● SELECTED EXTRACT:
--- Begin ---

What Made Maddy Run: The Secret Struggles and Tragic Death of an All-American Teen

Of course, it’s safe to acknowledge feelings of anxiety and depression, even suicidal thoughts, in a survey. A survey is anonymous. Actually telling a coach or trainer about those feelings is another matter entirely. And even more unusual is the coach or trainer who knows precisely what to do.

Talking openly about debilitating thoughts and emotions might seem like a logical and necessary step for an athlete, until you consider that sports are built on the pillars of toughness and perseverance. Picture every Hollywood sports movie, ever. One thing they all have in common: a montage of the lead character pushing through the pain, training to become the best. Our culture celebrates harder, faster, stronger. Vulnerability, it would seem, undermines that pursuit. And within sports culture, continuing to practice or play, no matter what your mind or body says, is romanticized: T-shirts are emblazoned with quotes, inspirational sayings are stenciled on the locker room wall, epic speeches are given. At Colorado, a saying above one doorway read “Pain is weakness leaving the body.”

--- End ---

● TASK SET:
1/ In the excerpt on athletes and mental health, what saying was written above one doorway at Colorado?
2/ Can you extract the passage of the excerpt on athletes and mental health that opens with the words containing "Of course, it’s" and closes with "what to do."?
3/ How would you render this sentence from the excerpt on athletes and mental health in Spanish: "Actually telling a coach or trainer about those feelings is another matter entirely."
The entries after the excerpt on athletes and mental health are unrelated to it.

● MATERIAL:
--- Begin ---

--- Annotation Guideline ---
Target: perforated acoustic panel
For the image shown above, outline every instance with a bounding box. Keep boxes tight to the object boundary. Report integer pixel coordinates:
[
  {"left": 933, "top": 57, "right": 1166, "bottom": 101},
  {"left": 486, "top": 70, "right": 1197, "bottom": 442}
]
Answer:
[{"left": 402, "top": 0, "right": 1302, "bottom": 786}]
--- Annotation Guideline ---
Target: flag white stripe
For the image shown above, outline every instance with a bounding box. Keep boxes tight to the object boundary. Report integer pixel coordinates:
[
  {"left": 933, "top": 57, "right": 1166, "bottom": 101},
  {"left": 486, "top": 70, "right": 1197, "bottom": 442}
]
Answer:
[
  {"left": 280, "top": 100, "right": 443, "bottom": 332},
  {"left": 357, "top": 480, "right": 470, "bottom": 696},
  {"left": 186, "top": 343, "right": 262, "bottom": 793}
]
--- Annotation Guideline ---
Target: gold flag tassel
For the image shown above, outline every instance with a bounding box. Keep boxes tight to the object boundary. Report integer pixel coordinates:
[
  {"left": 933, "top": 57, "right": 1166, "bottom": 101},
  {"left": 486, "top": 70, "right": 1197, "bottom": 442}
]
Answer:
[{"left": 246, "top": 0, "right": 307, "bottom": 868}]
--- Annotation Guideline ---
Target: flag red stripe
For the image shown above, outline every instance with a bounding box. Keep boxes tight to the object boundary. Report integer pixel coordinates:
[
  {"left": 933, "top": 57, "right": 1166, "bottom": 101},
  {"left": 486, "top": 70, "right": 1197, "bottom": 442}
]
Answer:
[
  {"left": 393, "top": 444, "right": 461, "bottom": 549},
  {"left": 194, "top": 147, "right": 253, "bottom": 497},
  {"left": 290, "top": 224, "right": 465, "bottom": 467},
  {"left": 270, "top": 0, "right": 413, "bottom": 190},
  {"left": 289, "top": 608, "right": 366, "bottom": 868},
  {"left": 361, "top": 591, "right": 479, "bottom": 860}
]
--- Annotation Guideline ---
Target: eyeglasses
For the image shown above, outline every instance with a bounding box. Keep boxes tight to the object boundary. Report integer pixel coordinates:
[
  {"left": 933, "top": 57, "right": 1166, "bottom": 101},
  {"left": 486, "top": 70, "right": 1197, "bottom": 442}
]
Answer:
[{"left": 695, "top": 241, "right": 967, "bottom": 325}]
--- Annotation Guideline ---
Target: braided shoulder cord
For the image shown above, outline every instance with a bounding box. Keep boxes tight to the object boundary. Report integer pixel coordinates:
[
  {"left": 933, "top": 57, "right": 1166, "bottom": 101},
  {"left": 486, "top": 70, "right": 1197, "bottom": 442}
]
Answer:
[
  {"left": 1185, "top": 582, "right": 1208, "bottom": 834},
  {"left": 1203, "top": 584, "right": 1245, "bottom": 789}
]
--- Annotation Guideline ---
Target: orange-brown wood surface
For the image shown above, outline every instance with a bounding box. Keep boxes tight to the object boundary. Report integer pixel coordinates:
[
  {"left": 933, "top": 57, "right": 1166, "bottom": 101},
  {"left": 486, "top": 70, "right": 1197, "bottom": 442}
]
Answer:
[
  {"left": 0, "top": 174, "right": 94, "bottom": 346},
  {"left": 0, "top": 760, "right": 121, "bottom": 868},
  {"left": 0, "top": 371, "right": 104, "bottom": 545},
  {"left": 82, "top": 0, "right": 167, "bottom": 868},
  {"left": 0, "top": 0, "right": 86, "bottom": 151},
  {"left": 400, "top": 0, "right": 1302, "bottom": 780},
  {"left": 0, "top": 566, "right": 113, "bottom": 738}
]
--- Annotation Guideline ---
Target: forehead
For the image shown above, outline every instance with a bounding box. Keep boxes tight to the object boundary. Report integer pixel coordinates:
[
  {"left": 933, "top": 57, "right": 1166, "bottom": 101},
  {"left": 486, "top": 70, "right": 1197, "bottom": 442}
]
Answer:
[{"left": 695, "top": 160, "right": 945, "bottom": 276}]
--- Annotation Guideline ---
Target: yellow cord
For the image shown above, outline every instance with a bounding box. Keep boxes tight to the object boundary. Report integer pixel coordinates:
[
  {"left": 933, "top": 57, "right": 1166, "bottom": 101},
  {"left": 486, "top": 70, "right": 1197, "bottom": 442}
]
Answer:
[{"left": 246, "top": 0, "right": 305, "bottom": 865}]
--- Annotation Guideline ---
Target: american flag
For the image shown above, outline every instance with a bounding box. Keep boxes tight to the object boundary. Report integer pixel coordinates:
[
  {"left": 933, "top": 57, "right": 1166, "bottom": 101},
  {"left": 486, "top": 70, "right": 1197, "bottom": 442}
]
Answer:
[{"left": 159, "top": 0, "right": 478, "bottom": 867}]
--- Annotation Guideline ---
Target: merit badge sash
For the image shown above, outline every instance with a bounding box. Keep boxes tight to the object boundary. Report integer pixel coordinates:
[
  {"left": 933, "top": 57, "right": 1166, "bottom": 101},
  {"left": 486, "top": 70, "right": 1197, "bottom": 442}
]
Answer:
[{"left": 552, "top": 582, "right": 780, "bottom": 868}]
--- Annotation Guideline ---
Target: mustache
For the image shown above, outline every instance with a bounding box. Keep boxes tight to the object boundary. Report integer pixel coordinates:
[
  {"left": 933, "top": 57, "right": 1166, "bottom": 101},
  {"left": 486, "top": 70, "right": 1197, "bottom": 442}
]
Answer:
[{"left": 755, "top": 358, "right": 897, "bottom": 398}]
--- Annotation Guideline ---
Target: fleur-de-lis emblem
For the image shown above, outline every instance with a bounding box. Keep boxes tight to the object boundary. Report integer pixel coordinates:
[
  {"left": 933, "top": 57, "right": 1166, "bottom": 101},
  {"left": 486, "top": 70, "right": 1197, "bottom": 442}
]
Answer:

--- End ---

● ANSWERS PROVIDED:
1/ "Pain is weakness leaving the body."

2/
Of course, it’s safe to acknowledge feelings of anxiety and depression, even suicidal thoughts, in a survey. A survey is anonymous. Actually telling a coach or trainer about those feelings is another matter entirely. And even more unusual is the coach or trainer who knows precisely what to do.

3/ Contarle de verdad a un entrenador o preparador esos sentimientos es algo completamente distinto.